*Record set*:
· · · · ·

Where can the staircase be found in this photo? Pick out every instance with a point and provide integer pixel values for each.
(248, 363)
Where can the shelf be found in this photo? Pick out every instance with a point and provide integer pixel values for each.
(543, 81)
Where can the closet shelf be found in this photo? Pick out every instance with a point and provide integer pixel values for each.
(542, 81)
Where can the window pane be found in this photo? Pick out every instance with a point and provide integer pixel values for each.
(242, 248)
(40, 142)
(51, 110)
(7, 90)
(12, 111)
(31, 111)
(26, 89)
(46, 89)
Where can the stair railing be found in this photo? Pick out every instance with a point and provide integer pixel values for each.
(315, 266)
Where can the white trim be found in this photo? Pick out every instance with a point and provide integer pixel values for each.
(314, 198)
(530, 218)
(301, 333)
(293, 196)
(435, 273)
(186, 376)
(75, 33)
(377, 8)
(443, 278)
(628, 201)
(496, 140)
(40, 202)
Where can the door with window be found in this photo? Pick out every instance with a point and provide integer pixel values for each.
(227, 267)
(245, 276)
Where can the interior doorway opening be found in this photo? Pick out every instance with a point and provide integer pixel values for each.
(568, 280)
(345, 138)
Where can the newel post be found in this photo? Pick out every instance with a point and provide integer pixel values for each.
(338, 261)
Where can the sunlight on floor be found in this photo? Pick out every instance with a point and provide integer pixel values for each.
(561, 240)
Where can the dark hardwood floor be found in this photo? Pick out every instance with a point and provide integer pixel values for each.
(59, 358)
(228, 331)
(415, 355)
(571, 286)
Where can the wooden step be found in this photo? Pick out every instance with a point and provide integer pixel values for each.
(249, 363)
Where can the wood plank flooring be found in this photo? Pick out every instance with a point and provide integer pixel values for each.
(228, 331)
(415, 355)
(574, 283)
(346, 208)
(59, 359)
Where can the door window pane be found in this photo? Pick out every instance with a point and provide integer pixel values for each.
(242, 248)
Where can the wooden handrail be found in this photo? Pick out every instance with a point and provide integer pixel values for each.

· · · · ·

*Problem to solve*:
After locating the line that contains "Where can the door window", print that line and every one after it through the last line of the listing, exactly.

*Result*:
Where can the door window pane be found in this photo? Pick out every instance with a point and provide integer pixel values for each.
(242, 248)
Where can the wooden handrail be found in this photo? Pick out every instance with a point and provide integer pixel values for each.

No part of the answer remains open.